Assignment 1
Reproduce the section of the Replica node restore procedure that starts at the words "sudo docker run" and ends after "are not changed.", swapping "old database data" for "existing database data".
Assignment 2
Continue the procedure for restoring Replica node backup data onto a parallel system from the point where it stops.

Selected extract
▶

You can restore the Replica node intermittent backup data onto a parallel system to run analytics and find errors.

Prerequisites

Procedure

  1. Clone your deployment environment.
  2. Pause all the Replica nodes at the same checkpoint from the operator container and check the status periodically until all the Replica nodes' status is true.

    Any blockchain node or nodes in state transfer or down for other reasons cause the wedge status command to return false. The wedge status command returns true when state transfer completes and all Replica nodes are healthy, allowing all Replica nodes to stop at the same checkpoint successfully.

    Wedge command might take some time to complete. The metrics dashboards indicate nodes that have stopped processing blocks as they have been wedged. If you notice a false report in the dashboard, contact the VMware Blockchain support to diagnose the Replica nodes experiencing the problem.

    sudo docker exec -it operator sh -c './concop wedge stop' {"succ":true} 
    sudo docker exec -it operator sh -c './concop wedge status' {"192.168.100.107":true,"192.168.100.108":true,"192.168.100.109":true,"192.168.100.110":true} 
  3. Sanitize the Replica nodes.
    sudo docker run -it --entrypoint="" --mount type=bind,source=/mnt/data/rocksdbdata,target=/concord/rocksdbdata <image_name> /concord/kv_blockchain_db_editor /concord/rocksdbdata removeMetadata
     
    #On each concord container where the data is being sanitized sudo rm /config/concord/config-generated/gen*

    The <image_name> is the Concord-core image name in the blockchain.

    vmwaresaas.jfrog.io/vmwblockchain/concord-core:1.6.0.0.234

  4. Delete the old database data.
    sudo rm -rf /mnt/data/rocksdbdata/*
  5. Copy the data files from the intermittent backup Replica node directory to the cloned Replica node directory.
    Note:

    While copying the data files, make sure that the file permissions are not changed.

  6. Delete the LOCK file from Replica nodes.

    The sanitization process creates a LOCK file under the /mnt/data/rocksdbdatdirectory.

    sudo rm -rf /mnt/data/rocksdbdata/LOCK

  7. Start all the Replica nodes.
    curl -X POST 127.0.0.1:8546/api/node/management?action=start
  8. (Optional) From the operator container, unwedge the system.

◀

Information shown
▶

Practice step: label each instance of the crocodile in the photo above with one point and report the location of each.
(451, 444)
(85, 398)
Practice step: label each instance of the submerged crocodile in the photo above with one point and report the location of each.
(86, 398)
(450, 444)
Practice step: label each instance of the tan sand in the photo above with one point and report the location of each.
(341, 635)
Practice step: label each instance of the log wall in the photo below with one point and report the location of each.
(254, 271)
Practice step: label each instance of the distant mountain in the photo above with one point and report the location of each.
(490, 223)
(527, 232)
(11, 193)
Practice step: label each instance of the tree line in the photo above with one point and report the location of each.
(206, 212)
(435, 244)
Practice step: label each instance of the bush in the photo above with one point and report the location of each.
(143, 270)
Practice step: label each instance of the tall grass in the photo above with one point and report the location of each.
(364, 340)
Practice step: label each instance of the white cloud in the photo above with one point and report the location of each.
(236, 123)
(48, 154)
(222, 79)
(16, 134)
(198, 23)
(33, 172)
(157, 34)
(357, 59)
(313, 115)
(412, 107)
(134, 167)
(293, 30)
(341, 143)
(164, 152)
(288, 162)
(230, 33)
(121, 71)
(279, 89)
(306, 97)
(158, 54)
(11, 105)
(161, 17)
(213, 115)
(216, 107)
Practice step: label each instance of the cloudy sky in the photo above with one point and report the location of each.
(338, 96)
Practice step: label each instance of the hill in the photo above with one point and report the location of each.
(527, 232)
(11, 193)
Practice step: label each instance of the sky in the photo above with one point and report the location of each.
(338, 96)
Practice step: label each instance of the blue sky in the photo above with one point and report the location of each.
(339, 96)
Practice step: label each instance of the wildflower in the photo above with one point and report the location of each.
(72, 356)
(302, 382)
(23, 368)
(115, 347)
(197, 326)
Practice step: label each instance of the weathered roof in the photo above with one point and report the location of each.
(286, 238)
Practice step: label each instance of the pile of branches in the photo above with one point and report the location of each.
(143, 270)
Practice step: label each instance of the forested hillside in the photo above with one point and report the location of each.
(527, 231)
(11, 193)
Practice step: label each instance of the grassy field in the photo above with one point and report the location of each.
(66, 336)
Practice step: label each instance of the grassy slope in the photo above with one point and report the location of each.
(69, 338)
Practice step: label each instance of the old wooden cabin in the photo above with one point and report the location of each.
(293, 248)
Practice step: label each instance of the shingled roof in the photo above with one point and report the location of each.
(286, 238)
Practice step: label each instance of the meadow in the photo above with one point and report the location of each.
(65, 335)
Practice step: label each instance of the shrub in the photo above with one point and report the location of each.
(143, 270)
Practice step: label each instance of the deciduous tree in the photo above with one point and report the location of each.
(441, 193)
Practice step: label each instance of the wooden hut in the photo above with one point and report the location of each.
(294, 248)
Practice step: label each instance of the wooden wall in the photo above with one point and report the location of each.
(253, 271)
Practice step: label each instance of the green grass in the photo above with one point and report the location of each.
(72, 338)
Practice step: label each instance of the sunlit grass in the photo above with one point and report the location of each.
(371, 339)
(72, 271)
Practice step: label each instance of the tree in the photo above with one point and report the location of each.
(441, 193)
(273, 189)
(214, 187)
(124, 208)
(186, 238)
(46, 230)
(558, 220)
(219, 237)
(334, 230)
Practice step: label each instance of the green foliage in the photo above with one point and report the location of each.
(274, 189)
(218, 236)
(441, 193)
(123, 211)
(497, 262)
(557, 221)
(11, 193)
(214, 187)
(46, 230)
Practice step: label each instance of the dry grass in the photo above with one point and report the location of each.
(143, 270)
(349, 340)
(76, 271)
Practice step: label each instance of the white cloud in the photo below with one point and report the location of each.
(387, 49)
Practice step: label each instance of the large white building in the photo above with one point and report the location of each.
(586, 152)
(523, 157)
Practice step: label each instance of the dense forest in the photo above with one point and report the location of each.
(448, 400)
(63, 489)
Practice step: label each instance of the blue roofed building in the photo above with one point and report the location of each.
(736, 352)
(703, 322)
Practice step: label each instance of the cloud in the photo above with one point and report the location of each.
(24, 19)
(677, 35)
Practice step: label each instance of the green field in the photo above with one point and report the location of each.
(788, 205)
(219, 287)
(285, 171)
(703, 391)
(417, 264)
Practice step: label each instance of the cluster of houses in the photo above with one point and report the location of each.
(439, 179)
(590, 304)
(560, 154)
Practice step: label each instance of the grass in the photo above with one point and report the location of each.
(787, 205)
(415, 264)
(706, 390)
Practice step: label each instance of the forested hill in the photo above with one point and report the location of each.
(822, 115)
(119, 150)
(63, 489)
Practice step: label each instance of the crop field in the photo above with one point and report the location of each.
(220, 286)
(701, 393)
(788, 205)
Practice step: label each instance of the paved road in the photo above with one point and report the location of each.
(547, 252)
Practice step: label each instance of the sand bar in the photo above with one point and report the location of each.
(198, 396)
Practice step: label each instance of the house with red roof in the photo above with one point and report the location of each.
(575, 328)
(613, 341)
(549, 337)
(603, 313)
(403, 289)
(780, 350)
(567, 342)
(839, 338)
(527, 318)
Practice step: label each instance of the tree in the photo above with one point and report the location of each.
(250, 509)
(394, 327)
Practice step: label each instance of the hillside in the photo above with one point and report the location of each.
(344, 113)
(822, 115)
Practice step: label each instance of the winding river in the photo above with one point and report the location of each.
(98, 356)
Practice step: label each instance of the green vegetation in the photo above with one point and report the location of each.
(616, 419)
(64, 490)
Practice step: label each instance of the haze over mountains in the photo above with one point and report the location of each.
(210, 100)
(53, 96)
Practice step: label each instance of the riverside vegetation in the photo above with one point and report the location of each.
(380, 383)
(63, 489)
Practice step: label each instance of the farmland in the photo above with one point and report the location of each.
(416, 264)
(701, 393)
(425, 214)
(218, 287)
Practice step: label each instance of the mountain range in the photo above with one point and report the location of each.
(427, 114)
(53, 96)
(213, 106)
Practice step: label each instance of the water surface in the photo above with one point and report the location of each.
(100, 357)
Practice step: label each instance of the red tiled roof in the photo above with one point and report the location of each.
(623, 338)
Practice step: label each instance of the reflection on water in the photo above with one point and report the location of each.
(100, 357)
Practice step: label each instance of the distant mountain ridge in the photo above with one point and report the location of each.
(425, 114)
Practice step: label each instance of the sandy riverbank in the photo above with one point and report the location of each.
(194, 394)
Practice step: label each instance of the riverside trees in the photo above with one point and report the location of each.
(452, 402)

◀

Task result 1
sudo docker run -it --entrypoint="" --mount type=bind,source=/mnt/data/rocksdbdata,target=/concord/rocksdbdata <image_name> /concord/kv_blockchain_db_editor /concord/rocksdbdata removeMetadata
     
    #On each concord container where the data is being sanitized sudo rm /config/concord/config-generated/gen*

    The <image_name> is the Concord-core image name in the blockchain.

    vmwaresaas.jfrog.io/vmwblockchain/concord-core:1.6.0.0.234

  4. Delete the existing database data.
    sudo rm -rf /mnt/data/rocksdbdata/*
  5. Copy the data files from the intermittent backup Replica node directory to the cloned Replica node directory.
    Note:

    While copying the data files, make sure that the file permissions are not changed.

Task result 2
    ./concop unwedge 
    # unwedge all replicas {'succ': True} 
    ./concop wedge status 
    # Check the wedge status of the replicas
  9. (Optional) If the containers are not running, use the command to restart the containers.
    sudo docker ps -aq | grep -v $(sudo docker ps -aq --filter='name=^/agent') | xargs 
    sudo docker rm -rf
    sudo docker restart agent
  10. Verify that all the containers, such as daml_execution_engine and concord, are running.

    sudo docker ps -a

  11. (Optional) If the containers must be restarted with resource limits, modify the /config/agent/config.json file on all the nodes before starting the agent.
    sudo vi /config/agent/config.json

    Modify the resourceThresholds value for the container resource limits.

  12. Start all the Client node components.
    curl -X POST 127.0.0.1:8546/api/node/management?action=start 
  13. If there are Full Copy Client nodes, start all of the nodes.
    curl -X POST 127.0.0.1:8546/api/node/management?action=start
  14. Monitor the deployed VMware Blockchain nodes' health and check whether new blocks are added to the Daml Ledger from the logs and metrics for about five minutes.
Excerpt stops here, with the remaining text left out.